Activity: Exactly as written, set down the lines from the top of the entries through the line bearing "[[809, 71], [68, 173], [527, 108], [505, 318]]", with every picture left out.

Data entries

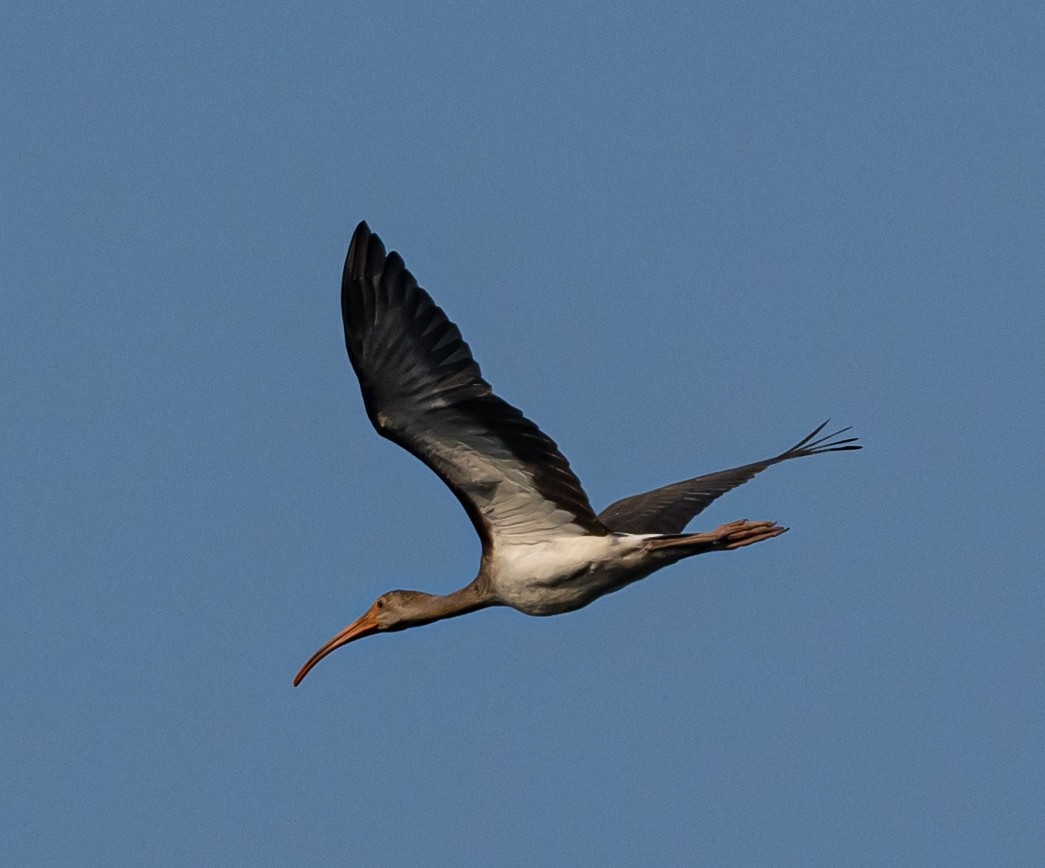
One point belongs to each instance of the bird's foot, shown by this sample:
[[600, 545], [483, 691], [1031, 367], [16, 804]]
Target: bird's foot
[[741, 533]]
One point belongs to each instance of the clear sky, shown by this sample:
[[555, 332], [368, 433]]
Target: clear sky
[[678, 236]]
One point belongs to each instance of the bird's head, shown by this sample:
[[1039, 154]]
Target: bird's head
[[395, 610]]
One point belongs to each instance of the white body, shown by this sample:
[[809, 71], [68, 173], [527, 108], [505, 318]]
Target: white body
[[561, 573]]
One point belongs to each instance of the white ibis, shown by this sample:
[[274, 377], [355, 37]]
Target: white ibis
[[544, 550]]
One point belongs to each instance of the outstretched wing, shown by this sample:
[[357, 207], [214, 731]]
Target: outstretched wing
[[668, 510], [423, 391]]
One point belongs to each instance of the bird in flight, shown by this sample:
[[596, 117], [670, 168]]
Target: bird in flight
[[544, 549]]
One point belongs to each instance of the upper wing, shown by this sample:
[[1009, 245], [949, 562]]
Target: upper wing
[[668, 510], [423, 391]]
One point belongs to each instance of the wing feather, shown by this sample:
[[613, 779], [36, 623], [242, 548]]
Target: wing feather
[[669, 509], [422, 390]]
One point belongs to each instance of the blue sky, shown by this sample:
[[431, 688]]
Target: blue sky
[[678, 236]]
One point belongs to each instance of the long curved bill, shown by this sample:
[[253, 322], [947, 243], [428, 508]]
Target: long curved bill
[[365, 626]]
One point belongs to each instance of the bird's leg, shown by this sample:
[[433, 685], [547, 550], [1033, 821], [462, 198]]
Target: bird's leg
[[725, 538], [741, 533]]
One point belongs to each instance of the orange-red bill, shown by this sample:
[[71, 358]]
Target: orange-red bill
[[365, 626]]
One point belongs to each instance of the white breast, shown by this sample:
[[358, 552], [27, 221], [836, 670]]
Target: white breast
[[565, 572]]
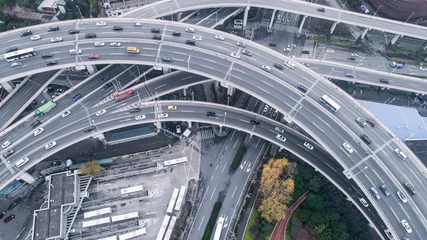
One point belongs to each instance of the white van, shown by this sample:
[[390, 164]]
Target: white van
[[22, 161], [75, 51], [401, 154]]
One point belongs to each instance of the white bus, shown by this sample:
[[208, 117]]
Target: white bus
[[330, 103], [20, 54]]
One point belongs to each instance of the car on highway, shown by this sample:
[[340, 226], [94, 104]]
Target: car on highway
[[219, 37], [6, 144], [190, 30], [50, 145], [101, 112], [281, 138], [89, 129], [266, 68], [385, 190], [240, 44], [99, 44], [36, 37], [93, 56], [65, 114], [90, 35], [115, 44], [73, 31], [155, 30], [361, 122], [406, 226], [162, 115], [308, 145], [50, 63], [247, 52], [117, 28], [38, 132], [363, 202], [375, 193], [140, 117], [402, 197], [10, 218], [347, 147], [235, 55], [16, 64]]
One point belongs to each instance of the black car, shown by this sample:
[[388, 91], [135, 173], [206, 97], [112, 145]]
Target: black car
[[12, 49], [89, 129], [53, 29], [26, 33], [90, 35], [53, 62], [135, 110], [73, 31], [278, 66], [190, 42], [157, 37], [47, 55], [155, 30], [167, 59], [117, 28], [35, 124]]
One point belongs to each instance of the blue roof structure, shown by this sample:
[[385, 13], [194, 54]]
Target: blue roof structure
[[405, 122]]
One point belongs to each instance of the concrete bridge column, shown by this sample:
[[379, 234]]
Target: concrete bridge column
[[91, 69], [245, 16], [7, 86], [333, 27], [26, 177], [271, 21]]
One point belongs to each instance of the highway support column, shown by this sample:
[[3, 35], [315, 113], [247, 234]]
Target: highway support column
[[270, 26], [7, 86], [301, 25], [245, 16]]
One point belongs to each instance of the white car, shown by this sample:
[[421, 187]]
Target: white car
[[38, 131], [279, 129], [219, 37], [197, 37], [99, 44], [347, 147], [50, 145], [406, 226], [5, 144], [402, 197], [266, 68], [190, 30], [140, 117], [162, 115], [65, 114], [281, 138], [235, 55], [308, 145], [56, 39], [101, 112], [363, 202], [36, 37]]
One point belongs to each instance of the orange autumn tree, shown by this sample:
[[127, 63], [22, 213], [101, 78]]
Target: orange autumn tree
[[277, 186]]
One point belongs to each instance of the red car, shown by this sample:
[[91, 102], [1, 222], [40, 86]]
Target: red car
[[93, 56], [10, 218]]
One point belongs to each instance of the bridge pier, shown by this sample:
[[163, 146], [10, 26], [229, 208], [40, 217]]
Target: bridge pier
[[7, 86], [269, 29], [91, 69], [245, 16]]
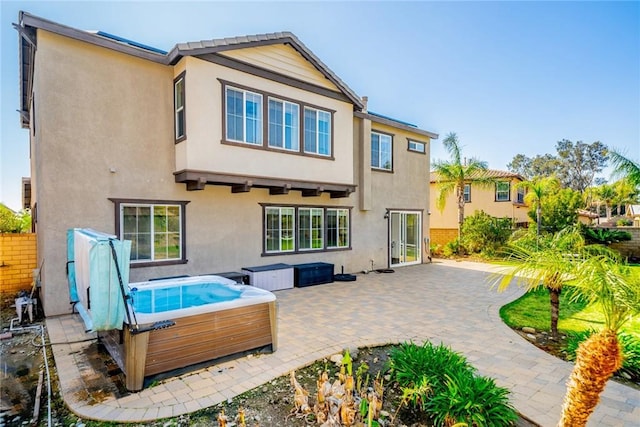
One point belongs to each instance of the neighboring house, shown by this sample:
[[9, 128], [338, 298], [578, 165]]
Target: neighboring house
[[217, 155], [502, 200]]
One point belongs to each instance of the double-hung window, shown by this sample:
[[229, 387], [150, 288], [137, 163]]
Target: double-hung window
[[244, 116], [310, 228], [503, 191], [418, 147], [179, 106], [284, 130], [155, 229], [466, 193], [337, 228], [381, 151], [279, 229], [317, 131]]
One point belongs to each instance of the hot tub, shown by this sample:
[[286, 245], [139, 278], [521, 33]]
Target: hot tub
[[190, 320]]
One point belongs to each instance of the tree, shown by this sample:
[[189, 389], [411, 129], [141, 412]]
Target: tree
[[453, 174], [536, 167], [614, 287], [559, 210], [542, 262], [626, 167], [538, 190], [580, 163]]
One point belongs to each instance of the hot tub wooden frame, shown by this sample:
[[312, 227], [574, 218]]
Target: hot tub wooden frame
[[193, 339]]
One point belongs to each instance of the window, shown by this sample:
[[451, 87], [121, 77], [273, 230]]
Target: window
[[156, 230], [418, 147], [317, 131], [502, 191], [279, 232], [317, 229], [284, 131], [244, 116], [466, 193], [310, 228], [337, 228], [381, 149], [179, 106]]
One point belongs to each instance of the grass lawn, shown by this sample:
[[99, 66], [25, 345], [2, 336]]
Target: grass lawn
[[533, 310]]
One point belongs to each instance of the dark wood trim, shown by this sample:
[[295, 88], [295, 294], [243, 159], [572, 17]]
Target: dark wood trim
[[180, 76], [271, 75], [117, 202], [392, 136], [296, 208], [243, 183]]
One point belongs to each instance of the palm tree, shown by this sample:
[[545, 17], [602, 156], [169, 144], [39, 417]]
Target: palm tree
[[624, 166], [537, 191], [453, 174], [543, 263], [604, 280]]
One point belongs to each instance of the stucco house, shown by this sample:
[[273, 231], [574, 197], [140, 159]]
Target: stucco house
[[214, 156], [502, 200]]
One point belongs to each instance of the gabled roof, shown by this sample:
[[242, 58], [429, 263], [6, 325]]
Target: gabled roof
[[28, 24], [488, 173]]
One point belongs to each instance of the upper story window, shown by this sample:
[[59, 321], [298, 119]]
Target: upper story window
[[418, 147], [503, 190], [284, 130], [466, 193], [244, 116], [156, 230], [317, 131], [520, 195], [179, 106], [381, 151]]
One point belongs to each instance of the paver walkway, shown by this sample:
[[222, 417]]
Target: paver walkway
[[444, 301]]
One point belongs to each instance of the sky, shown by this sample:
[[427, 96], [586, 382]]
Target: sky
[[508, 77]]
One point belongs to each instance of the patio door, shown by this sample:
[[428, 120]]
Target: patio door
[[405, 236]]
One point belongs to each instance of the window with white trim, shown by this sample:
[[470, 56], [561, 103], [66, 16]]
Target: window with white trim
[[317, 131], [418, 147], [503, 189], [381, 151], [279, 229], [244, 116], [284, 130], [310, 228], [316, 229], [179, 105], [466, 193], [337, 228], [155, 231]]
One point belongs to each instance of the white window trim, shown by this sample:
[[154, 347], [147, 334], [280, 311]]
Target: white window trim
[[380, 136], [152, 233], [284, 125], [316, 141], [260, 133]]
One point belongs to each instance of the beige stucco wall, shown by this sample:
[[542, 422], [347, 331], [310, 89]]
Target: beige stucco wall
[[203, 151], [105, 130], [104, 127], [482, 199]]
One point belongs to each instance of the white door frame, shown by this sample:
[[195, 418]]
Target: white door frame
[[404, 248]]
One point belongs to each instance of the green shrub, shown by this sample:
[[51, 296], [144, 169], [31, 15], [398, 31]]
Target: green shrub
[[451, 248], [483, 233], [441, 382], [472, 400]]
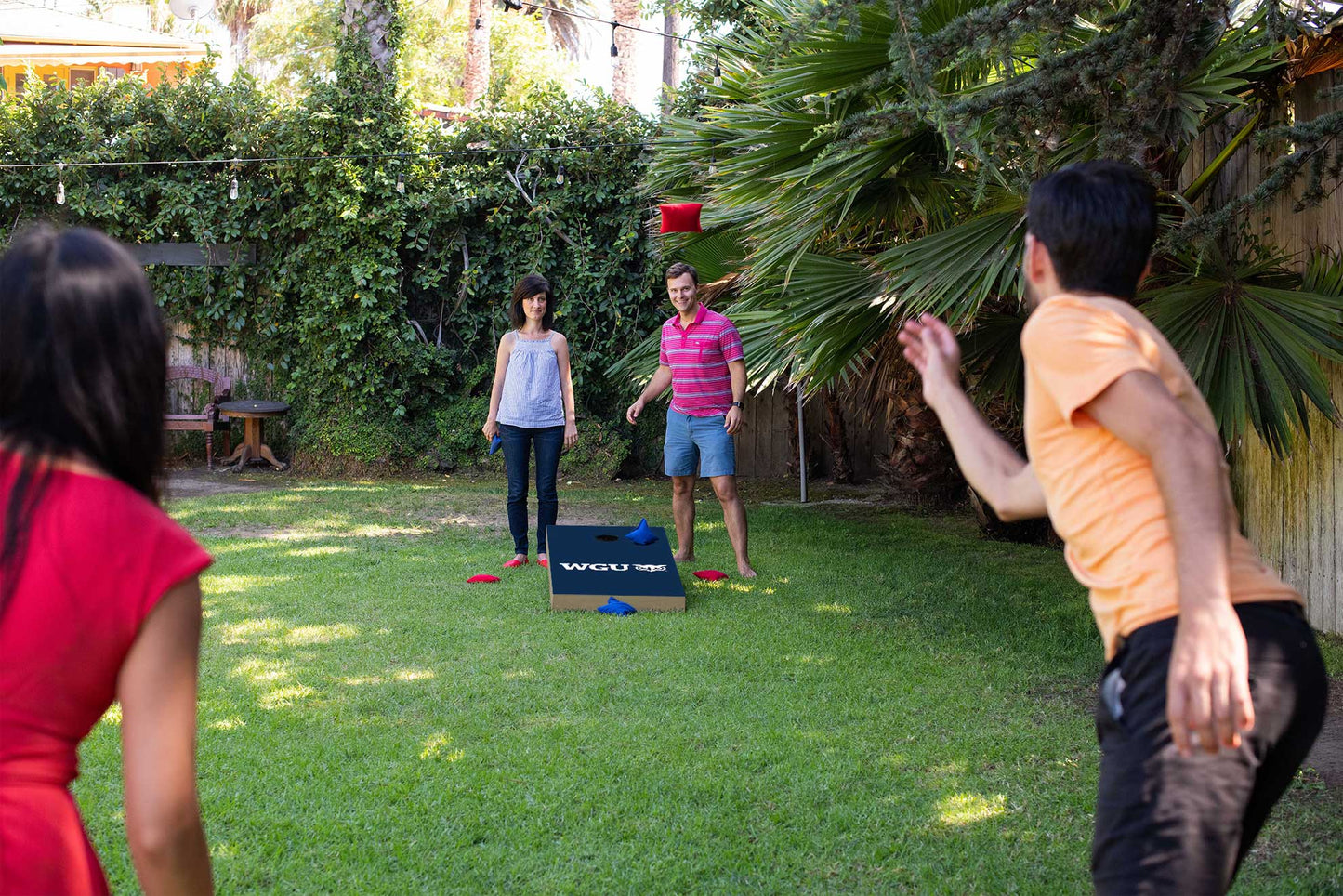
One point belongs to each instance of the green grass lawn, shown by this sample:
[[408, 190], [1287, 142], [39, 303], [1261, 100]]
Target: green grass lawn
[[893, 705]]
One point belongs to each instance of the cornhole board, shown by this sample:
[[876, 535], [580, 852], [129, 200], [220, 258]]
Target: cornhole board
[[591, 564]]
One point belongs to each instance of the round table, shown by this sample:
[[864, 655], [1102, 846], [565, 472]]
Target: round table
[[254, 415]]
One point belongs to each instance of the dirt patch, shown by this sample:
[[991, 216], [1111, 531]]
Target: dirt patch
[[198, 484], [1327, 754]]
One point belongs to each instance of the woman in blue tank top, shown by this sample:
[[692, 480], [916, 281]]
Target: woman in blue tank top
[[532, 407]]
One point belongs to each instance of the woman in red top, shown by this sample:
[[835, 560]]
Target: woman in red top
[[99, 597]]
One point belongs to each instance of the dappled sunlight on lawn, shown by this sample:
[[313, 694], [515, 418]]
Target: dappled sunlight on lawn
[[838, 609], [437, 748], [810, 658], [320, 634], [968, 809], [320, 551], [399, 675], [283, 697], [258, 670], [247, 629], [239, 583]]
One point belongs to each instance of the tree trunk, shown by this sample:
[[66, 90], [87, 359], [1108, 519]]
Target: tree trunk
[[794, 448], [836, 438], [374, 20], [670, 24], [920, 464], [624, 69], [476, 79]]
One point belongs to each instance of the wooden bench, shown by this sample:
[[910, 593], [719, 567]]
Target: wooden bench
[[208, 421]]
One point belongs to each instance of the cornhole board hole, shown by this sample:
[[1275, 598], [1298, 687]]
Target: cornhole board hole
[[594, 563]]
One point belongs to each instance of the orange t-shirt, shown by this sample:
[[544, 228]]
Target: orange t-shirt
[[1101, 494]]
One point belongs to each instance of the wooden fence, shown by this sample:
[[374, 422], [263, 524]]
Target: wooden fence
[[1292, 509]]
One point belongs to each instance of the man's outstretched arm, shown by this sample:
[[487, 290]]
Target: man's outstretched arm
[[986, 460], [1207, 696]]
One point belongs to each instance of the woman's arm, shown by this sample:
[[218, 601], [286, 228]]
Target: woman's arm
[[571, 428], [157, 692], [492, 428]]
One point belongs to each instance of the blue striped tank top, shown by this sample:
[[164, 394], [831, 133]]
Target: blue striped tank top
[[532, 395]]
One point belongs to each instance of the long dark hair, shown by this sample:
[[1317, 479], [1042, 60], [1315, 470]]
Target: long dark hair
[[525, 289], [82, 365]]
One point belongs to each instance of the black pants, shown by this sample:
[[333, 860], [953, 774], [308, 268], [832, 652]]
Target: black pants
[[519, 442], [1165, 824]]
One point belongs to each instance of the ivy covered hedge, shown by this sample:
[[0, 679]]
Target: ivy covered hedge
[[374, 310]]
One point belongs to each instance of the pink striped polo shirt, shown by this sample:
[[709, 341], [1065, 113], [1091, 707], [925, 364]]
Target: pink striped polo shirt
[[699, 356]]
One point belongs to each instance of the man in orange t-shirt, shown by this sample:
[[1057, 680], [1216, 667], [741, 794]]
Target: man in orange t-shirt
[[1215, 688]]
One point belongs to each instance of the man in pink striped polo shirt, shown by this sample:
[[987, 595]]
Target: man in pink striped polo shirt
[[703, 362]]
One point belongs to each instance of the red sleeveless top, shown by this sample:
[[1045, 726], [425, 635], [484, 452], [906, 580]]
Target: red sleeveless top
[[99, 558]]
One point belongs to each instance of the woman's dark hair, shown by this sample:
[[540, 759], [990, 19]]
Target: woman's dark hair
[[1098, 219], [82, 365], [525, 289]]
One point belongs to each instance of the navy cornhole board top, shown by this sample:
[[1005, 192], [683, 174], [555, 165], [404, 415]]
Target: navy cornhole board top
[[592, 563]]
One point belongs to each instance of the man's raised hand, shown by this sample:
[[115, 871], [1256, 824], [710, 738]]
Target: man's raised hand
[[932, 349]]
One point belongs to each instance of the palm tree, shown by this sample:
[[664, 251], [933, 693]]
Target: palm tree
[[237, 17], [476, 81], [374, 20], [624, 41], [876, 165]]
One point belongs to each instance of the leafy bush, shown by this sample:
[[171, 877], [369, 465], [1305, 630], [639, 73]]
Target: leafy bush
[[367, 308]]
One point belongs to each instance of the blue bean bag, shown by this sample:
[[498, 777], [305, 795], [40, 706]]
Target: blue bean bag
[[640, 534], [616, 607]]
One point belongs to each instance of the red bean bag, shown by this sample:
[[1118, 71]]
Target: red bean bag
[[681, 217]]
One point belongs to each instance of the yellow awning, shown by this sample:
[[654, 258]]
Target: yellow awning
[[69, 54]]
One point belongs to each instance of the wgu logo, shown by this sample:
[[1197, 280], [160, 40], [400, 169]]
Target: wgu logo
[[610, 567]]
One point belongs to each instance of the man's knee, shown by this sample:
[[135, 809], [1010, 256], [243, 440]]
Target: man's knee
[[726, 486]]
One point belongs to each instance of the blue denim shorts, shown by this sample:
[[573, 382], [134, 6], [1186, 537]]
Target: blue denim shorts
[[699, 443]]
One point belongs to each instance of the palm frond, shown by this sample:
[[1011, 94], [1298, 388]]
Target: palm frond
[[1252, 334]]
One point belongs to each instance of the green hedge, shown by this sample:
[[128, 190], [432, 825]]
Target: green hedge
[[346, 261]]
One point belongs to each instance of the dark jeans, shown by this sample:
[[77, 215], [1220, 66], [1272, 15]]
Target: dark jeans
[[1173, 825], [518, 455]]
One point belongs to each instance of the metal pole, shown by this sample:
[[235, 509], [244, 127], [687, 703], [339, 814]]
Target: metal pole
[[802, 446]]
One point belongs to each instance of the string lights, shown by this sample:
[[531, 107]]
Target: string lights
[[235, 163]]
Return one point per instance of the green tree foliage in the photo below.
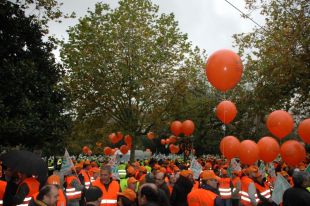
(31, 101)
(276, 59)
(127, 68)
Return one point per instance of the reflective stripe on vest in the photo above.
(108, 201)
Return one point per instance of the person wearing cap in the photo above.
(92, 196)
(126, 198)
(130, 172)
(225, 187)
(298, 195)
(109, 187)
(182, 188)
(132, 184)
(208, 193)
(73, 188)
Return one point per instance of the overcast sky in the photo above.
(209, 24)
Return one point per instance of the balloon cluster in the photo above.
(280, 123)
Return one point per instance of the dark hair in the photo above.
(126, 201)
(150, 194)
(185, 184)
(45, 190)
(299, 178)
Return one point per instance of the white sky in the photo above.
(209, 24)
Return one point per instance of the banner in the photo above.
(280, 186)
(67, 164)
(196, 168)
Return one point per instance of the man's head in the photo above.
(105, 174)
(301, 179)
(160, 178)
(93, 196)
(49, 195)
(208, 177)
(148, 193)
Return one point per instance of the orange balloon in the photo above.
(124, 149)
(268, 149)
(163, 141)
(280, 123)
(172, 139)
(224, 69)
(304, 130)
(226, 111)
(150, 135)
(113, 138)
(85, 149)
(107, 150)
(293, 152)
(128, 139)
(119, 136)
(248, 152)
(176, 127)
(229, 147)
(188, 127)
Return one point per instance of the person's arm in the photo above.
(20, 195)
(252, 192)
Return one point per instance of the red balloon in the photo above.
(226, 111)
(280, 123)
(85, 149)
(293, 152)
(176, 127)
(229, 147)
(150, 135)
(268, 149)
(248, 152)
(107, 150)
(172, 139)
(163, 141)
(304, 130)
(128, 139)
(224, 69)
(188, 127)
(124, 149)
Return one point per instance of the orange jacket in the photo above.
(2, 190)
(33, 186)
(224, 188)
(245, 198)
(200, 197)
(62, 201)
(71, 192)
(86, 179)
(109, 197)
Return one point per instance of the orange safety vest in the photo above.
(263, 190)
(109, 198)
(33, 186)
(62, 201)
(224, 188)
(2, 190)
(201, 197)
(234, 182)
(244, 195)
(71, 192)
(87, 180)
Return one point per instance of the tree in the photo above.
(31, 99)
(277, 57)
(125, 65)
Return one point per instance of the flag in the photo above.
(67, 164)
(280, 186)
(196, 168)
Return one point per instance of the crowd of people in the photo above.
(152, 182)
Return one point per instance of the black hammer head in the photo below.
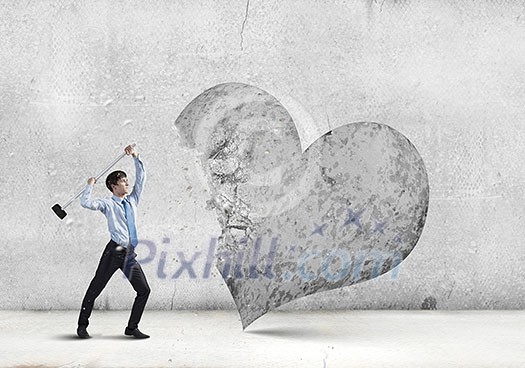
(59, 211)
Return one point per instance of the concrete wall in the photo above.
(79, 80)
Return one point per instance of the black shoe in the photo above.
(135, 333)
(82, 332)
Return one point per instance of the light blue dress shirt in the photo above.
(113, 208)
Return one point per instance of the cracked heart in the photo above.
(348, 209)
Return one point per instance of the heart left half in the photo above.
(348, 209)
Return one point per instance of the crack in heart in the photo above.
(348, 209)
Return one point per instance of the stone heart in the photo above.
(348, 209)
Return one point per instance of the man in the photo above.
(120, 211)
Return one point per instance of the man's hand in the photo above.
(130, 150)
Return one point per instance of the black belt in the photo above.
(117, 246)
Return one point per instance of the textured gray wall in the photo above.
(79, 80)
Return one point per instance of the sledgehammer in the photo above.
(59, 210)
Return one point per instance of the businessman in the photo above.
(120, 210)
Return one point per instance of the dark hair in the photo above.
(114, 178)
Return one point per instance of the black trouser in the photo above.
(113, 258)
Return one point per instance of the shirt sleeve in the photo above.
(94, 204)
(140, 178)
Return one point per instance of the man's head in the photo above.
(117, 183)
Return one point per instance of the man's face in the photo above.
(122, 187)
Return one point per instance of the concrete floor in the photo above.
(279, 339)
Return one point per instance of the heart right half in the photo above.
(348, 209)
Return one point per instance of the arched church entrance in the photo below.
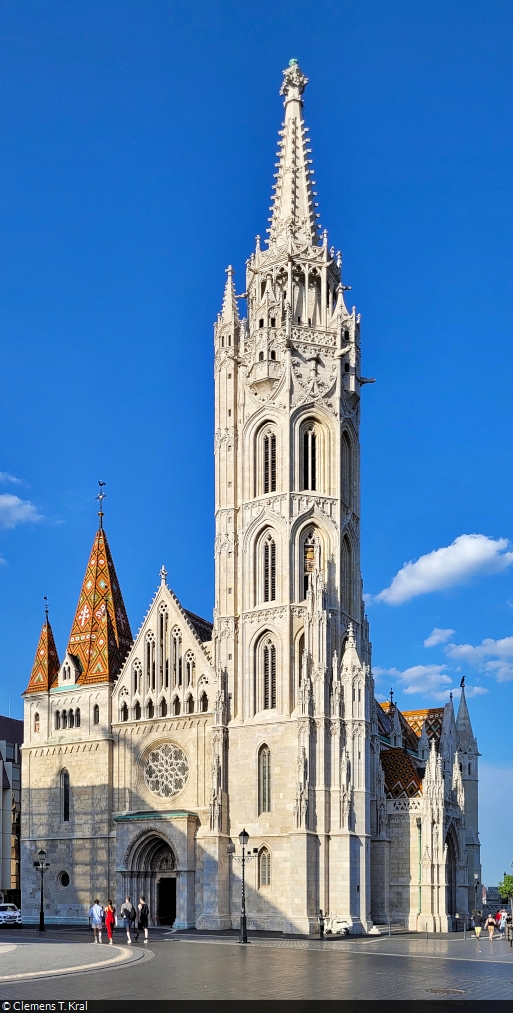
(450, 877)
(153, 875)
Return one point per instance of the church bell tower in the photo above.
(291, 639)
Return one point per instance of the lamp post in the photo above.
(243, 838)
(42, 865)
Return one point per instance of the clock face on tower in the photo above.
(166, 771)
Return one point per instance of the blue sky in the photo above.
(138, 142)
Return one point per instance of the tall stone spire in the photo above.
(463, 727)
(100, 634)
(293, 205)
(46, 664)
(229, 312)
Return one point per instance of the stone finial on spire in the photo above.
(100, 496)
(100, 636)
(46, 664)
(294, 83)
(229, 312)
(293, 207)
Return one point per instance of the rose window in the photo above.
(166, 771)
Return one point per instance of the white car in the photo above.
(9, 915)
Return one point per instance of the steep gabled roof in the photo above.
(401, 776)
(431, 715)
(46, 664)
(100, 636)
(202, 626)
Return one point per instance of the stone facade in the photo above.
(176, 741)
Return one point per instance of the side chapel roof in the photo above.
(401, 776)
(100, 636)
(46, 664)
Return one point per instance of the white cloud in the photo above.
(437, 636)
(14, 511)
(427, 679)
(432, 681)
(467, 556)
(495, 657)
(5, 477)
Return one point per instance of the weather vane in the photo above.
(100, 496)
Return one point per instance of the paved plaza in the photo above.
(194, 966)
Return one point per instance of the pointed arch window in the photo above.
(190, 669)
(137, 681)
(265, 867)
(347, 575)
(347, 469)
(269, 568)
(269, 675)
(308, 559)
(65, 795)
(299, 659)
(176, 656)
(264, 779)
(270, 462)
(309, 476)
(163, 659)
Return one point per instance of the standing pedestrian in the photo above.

Expected output:
One point belongs to each instance of the bird's foot, shown by this sample:
[[600, 545], [483, 691], [1031, 367], [16, 804]]
Target: bird's foot
[[741, 533]]
One point belongs to each instance of the clear sky, shown by this sample:
[[555, 332], [368, 433]]
Target: clear sky
[[678, 236]]
One point belongs to each instance of the bird's head, shown by this sample:
[[1039, 154]]
Target: bird's head
[[395, 610]]
One point belongs to each instance of the white body, shown by this sample:
[[809, 71], [68, 173], [527, 108], [505, 318]]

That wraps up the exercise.